*** Block opens ***

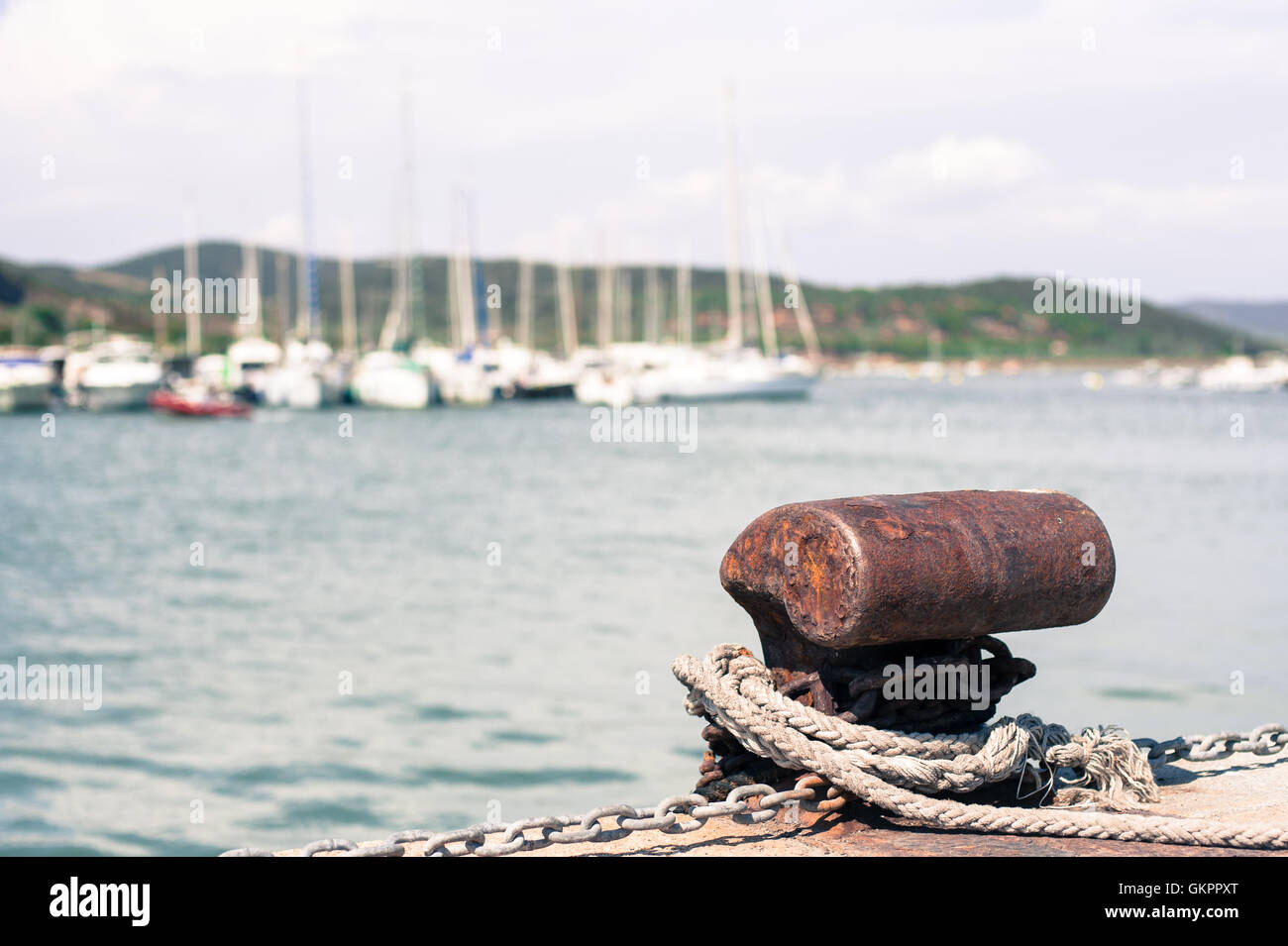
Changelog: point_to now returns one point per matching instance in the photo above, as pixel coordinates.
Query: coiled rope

*** Block closes ***
*** Block opens ***

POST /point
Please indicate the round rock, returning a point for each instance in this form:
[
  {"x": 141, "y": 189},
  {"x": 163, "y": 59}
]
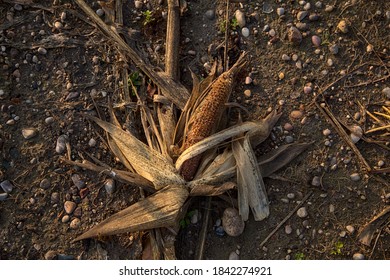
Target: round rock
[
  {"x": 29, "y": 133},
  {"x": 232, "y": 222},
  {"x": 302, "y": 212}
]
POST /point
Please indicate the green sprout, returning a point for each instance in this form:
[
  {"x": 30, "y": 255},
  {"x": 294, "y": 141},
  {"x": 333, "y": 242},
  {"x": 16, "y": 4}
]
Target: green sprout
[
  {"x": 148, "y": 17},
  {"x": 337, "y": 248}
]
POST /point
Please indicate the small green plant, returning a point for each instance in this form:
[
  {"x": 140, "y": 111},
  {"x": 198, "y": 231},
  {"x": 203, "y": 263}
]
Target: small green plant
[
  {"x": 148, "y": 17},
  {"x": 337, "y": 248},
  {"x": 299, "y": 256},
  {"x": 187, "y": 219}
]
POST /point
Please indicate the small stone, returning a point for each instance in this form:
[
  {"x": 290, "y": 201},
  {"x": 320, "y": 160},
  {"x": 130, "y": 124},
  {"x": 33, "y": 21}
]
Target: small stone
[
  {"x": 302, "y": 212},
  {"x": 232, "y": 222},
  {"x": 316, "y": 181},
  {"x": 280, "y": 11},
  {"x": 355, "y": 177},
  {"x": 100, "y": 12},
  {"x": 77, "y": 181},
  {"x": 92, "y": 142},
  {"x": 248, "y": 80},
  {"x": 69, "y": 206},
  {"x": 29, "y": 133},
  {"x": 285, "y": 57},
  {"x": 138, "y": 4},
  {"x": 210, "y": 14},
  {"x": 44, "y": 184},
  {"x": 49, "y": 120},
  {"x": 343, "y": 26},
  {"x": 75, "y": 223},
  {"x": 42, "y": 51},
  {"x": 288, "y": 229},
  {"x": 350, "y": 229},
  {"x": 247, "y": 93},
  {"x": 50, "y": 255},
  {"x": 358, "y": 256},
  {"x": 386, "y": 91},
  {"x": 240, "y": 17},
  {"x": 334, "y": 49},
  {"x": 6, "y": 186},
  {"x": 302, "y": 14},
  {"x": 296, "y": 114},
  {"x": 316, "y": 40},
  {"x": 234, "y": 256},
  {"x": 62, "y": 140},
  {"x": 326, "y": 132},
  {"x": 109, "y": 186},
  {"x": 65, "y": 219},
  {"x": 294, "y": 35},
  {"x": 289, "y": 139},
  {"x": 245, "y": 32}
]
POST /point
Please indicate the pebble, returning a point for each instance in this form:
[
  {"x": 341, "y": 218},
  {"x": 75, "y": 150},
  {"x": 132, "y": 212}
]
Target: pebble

*** Block closes ***

Task to complete :: Print exactly the lines above from the one with "Changelog: point_to now" to the one with "Query: coiled rope", including both.

Result ::
Changelog: point_to now returns one point per matching instance in the photo above, as pixel coordinates.
Query: coiled rope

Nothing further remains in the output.